▶ What the task requires:
Reproduce the data below line for line, keeping every word, number, and punctuation mark unchanged.

▶ Records shown:
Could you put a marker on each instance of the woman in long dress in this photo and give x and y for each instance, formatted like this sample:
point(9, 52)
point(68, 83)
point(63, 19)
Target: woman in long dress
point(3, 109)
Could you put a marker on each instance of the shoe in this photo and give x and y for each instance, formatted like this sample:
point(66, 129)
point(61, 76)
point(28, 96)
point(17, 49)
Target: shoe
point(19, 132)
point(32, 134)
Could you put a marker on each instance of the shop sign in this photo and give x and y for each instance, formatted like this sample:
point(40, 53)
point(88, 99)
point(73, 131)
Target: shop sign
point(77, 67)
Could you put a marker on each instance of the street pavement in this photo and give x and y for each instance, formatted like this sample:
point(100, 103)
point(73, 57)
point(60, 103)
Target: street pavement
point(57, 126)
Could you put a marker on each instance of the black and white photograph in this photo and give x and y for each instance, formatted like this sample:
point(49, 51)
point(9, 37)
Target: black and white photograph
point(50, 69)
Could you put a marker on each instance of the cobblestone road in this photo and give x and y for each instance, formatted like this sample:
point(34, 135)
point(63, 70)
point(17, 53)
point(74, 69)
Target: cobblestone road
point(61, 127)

▶ Output of the exercise:
Could you put a marker on each instance of the woman in long dress in this photo and give x and y for each instance, formatted like this sample:
point(9, 52)
point(68, 83)
point(63, 19)
Target: woman in long dress
point(3, 109)
Could you put a marker on each instance of the shoe in this photo and give x and y for each instance, formatted like this sample:
point(66, 129)
point(61, 76)
point(28, 96)
point(17, 49)
Target: shoe
point(19, 132)
point(32, 134)
Could you put a marker on each instance of the shop sign in this photo and give x and y for each instance, formatted like this sample:
point(40, 53)
point(88, 99)
point(73, 131)
Target: shop sign
point(77, 67)
Could you put a marker on each instance of the street pavement in this photo and give x and y for each instance, formatted like this sample:
point(100, 103)
point(73, 57)
point(60, 103)
Target: street pavement
point(57, 126)
Could you put a marker on each instance of the black and white photograph in this photo and give x and y for each instance, formatted like this sample:
point(49, 51)
point(9, 37)
Target: black and white photograph
point(50, 69)
Could you put a marker on each instance of the cobblestone road in this photo and give x and y for each instance, formatted like this sample:
point(34, 135)
point(63, 70)
point(17, 53)
point(74, 69)
Target: cobblestone road
point(61, 127)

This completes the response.